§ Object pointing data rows
----------

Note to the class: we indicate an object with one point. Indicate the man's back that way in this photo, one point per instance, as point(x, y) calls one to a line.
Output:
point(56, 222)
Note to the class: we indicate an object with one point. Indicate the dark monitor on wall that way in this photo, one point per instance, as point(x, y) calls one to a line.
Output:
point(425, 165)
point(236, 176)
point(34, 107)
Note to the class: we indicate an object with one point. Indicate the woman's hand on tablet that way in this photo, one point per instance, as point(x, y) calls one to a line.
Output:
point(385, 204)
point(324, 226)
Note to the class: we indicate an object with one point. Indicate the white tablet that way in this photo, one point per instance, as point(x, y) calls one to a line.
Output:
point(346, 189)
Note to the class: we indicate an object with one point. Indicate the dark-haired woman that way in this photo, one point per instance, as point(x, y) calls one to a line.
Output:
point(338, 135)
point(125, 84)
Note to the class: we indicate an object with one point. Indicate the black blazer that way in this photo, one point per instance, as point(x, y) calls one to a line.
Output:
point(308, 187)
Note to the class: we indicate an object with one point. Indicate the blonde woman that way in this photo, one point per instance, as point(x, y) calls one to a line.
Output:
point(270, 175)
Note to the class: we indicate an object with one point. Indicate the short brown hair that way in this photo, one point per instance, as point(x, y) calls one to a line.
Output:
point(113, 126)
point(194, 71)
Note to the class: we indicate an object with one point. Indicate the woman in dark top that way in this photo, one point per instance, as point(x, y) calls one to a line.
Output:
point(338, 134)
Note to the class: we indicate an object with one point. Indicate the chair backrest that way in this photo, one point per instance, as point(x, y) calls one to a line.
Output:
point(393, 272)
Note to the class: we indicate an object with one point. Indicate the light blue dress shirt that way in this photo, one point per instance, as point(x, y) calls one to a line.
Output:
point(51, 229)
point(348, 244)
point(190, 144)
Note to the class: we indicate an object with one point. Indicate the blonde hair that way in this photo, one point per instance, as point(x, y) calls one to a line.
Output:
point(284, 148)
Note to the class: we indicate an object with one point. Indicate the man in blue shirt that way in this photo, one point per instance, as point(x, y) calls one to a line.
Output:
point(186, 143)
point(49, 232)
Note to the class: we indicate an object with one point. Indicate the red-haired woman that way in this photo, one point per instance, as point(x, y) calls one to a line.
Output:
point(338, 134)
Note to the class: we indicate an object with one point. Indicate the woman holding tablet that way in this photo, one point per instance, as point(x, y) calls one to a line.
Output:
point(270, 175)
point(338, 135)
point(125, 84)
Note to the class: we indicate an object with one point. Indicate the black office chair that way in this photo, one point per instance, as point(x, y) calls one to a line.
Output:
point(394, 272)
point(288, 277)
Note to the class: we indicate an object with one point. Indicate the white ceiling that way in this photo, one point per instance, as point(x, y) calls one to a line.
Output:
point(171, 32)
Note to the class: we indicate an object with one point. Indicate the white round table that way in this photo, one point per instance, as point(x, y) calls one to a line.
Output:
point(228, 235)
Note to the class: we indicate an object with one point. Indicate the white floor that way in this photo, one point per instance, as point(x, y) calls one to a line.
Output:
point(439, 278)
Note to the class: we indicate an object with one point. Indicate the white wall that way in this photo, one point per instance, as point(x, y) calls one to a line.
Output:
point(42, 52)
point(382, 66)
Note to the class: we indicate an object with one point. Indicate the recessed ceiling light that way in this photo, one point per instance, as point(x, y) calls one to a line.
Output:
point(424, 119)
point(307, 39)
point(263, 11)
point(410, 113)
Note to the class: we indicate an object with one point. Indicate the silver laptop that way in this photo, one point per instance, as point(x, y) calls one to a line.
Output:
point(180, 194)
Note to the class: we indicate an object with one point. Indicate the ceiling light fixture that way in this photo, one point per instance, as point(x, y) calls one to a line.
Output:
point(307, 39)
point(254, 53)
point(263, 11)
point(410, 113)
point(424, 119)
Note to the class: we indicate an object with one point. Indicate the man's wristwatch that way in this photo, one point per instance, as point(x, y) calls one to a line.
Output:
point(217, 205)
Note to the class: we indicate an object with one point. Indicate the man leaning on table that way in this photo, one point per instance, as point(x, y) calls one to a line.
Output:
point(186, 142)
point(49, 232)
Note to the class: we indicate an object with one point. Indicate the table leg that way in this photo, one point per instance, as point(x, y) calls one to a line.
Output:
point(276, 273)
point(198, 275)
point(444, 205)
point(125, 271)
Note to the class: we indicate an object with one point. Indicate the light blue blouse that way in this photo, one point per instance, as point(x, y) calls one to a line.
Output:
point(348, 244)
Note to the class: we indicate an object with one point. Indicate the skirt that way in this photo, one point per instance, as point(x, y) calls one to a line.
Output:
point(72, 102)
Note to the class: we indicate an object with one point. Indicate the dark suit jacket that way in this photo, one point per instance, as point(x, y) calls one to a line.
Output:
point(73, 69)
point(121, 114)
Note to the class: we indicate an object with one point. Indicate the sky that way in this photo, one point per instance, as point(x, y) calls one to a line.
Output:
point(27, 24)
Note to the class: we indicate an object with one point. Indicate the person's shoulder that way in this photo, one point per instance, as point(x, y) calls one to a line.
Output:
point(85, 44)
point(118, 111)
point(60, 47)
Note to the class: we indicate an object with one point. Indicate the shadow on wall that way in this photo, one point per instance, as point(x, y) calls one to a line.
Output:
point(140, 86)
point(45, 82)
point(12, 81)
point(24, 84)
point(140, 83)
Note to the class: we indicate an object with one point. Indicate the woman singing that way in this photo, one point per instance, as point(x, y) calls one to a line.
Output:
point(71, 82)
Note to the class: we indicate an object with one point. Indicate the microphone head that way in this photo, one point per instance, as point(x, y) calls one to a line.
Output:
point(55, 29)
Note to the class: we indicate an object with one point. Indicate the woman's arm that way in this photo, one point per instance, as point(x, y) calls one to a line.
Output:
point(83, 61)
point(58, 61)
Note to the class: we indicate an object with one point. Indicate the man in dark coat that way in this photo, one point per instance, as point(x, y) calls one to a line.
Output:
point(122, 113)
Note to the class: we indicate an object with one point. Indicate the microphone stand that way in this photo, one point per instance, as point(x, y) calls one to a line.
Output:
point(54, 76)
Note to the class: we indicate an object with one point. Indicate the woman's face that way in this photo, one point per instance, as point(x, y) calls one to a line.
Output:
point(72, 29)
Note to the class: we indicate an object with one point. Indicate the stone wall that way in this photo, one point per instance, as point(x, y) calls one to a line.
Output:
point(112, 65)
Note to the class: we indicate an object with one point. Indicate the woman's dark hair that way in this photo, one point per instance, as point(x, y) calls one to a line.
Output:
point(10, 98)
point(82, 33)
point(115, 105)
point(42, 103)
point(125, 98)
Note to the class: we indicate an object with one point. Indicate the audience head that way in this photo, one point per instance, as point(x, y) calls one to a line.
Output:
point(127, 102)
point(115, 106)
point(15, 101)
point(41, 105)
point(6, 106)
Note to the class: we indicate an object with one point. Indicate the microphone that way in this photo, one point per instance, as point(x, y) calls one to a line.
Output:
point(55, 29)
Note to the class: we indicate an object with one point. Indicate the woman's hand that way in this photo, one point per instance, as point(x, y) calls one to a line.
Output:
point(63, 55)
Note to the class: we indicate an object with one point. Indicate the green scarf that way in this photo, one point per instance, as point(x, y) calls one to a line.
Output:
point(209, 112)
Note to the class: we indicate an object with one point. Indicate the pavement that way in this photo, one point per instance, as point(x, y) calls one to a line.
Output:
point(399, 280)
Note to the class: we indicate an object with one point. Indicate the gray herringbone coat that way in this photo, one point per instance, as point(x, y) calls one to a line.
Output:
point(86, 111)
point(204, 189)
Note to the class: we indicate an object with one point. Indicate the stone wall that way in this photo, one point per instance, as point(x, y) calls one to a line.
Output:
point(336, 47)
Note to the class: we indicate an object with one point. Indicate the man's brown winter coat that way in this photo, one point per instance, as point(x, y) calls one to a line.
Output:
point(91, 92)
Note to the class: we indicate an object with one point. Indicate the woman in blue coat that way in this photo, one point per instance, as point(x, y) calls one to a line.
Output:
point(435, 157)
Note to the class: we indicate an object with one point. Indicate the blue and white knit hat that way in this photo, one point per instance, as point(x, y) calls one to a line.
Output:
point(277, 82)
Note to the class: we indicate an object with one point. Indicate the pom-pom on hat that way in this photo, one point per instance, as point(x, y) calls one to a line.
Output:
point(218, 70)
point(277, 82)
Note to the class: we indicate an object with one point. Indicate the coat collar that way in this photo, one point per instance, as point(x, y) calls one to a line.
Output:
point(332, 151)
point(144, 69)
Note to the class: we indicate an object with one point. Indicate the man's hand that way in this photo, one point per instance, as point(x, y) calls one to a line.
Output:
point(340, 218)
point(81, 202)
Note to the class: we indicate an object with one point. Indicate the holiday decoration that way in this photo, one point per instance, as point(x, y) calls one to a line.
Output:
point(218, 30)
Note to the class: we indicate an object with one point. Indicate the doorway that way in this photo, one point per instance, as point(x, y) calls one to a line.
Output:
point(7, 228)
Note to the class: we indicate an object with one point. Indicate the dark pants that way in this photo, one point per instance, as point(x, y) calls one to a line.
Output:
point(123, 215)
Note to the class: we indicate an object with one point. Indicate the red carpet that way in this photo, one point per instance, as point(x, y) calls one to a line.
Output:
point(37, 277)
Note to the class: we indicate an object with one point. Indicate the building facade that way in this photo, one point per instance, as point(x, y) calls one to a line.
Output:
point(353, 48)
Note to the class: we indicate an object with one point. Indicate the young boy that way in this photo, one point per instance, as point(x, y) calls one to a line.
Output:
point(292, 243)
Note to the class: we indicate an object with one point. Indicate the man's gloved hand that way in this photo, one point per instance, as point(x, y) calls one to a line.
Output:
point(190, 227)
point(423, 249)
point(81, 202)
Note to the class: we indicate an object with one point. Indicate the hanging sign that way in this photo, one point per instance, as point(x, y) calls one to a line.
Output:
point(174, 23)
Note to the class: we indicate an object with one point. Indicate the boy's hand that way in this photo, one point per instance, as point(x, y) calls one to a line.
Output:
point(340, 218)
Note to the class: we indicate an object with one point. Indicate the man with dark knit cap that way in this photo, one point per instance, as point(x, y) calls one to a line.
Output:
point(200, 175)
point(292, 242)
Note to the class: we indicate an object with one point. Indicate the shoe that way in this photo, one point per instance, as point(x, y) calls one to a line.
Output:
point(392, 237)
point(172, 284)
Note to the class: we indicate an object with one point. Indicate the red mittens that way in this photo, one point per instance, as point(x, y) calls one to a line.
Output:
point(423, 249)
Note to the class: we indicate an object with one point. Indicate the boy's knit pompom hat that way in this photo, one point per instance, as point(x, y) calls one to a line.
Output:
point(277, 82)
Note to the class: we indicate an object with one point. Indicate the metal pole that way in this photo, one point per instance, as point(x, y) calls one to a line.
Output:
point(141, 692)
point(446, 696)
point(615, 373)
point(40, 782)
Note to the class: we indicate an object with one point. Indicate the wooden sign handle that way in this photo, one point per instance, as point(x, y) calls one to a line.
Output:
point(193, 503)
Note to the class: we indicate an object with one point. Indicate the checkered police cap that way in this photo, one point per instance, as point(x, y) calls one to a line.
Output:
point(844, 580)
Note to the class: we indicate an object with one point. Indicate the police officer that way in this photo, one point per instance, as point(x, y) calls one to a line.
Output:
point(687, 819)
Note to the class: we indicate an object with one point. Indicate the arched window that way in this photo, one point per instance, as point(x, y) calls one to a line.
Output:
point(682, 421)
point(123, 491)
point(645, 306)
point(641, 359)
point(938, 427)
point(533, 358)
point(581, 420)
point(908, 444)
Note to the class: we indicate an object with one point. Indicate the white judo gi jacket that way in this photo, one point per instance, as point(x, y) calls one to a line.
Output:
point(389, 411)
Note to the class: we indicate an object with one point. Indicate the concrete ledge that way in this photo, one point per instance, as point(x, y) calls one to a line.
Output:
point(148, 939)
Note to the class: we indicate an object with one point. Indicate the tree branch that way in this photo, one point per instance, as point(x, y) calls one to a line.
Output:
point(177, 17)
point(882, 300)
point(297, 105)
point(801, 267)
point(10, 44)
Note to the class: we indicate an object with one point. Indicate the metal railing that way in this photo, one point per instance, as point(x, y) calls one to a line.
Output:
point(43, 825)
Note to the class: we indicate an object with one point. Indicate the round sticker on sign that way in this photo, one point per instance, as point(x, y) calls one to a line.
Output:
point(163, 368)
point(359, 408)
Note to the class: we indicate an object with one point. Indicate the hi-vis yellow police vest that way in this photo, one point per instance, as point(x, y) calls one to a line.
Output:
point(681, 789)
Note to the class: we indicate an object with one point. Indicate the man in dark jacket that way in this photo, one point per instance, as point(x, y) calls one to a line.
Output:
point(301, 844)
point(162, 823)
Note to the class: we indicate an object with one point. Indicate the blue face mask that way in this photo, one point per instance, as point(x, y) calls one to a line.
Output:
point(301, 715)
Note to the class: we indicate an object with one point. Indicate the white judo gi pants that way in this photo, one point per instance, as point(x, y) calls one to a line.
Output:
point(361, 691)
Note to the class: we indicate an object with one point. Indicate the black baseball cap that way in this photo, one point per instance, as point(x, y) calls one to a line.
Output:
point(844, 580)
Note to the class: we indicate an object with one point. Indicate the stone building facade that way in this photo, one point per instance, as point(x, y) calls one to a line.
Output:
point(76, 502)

----------

§ PROBLEM STATEMENT
Lay out the data from the line with "the white tablet" to the line with "point(308, 187)" as a two-column CSV with the headers instruction and points. Each row should pair an instruction text with the coordinates that follow it, and each value should be in quotes with any line breaks turned into spaces.

§ COMPLETE OUTPUT
instruction,points
"Note to the class: we indicate an object with one point. Indicate the white tablet that way in this photo, one point per instance, as point(x, y) calls one to a line. Output:","point(346, 189)"
"Note to the class: we indicate an object with one point. Indicate the dark-haired woman that way in this photo, one point per instance, as point(x, y) calls one to a line. Output:","point(338, 135) point(125, 84)"
"Note to the class: we indicate an object with one point. Indicate the black blazer that way in this photo, one point per instance, as point(x, y) calls one to a line. Output:","point(308, 187)"